(Data entries)

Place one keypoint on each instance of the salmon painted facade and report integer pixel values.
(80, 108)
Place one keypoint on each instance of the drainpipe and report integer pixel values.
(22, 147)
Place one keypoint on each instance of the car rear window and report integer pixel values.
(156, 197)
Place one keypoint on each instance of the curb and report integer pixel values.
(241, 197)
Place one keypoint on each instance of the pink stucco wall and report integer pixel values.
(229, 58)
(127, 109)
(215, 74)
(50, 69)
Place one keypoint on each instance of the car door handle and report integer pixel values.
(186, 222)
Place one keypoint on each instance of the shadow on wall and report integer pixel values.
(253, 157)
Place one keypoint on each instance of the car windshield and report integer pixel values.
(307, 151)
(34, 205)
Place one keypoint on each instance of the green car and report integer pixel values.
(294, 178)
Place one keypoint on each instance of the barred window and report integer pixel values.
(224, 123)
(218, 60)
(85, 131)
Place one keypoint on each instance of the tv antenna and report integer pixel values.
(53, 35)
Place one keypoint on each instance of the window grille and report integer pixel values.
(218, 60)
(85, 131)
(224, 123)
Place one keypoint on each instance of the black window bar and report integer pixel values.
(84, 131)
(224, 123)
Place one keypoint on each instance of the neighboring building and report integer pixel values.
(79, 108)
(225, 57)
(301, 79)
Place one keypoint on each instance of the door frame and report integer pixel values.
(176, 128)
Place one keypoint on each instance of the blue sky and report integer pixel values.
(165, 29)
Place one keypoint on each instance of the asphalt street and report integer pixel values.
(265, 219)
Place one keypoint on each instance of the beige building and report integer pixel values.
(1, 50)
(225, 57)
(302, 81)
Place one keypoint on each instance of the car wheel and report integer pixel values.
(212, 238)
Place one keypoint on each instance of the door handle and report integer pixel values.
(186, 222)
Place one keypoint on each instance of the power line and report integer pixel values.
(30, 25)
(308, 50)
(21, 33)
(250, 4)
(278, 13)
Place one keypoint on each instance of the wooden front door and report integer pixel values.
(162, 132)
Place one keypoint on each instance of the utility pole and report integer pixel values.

## EXERCISE DESCRIPTION
Copy the records above, keeping each line identical.

## WRITTEN ANSWER
Place one keypoint on each instance of the salmon painted facade and report integer pixel values.
(80, 108)
Place one keypoint on each instance of the drainpipe and report integer pixel values.
(22, 147)
Place one keypoint on each instance of the car rear window and report integer pixel values.
(156, 197)
Place one keypoint on each instance of the curb and report integer pixel values.
(241, 197)
Place one keypoint on each instance of the pink stucco wall and report integer pixel values.
(229, 58)
(127, 109)
(215, 74)
(50, 69)
Place one keypoint on each instance of the car door handle and report integer pixel values.
(186, 222)
Place one keypoint on each instance of the shadow on wall and report integer pixel values.
(253, 157)
Place one keypoint on each instance of the car windshield and report integer pixel values.
(307, 151)
(34, 205)
Place one keypoint on each instance of the green car and report integer pixel values.
(294, 178)
Place one keypoint on each instance of the barred window and report integer pixel values.
(224, 123)
(218, 60)
(85, 131)
Place one keypoint on each instance of the tv antenna and report integer pixel values.
(53, 35)
Place one keypoint on each instance of the window grille and report integer pixel values.
(218, 60)
(85, 131)
(224, 123)
Place one keypoint on each instance of the black window bar and report integer pixel values.
(84, 131)
(224, 123)
Place one keypoint on each instance of the neighboring building and report integer pixel values.
(79, 108)
(225, 57)
(301, 79)
Place one keypoint on each instance of the door frame and report integer pixel values.
(176, 128)
Place one keypoint on each instance of the blue sky and report integer pixel values.
(165, 29)
Place one keypoint on each instance of the asphalt street and report integer pixel values.
(265, 219)
Place one keypoint on each instance of the beige building and report integer pixel values.
(1, 50)
(225, 57)
(302, 81)
Place one keypoint on each instance of the car wheel and report integer pixel values.
(212, 238)
Place one keypoint on each instance of the door handle and report integer pixel values.
(186, 222)
Place one keypoint on each instance of the power line and report integer pixel values.
(30, 25)
(308, 50)
(21, 33)
(250, 4)
(278, 13)
Place one keypoint on each instance of the wooden front door and report integer pixel values.
(162, 132)
Place one keypoint on each instance of the utility pole and report integer pixel values.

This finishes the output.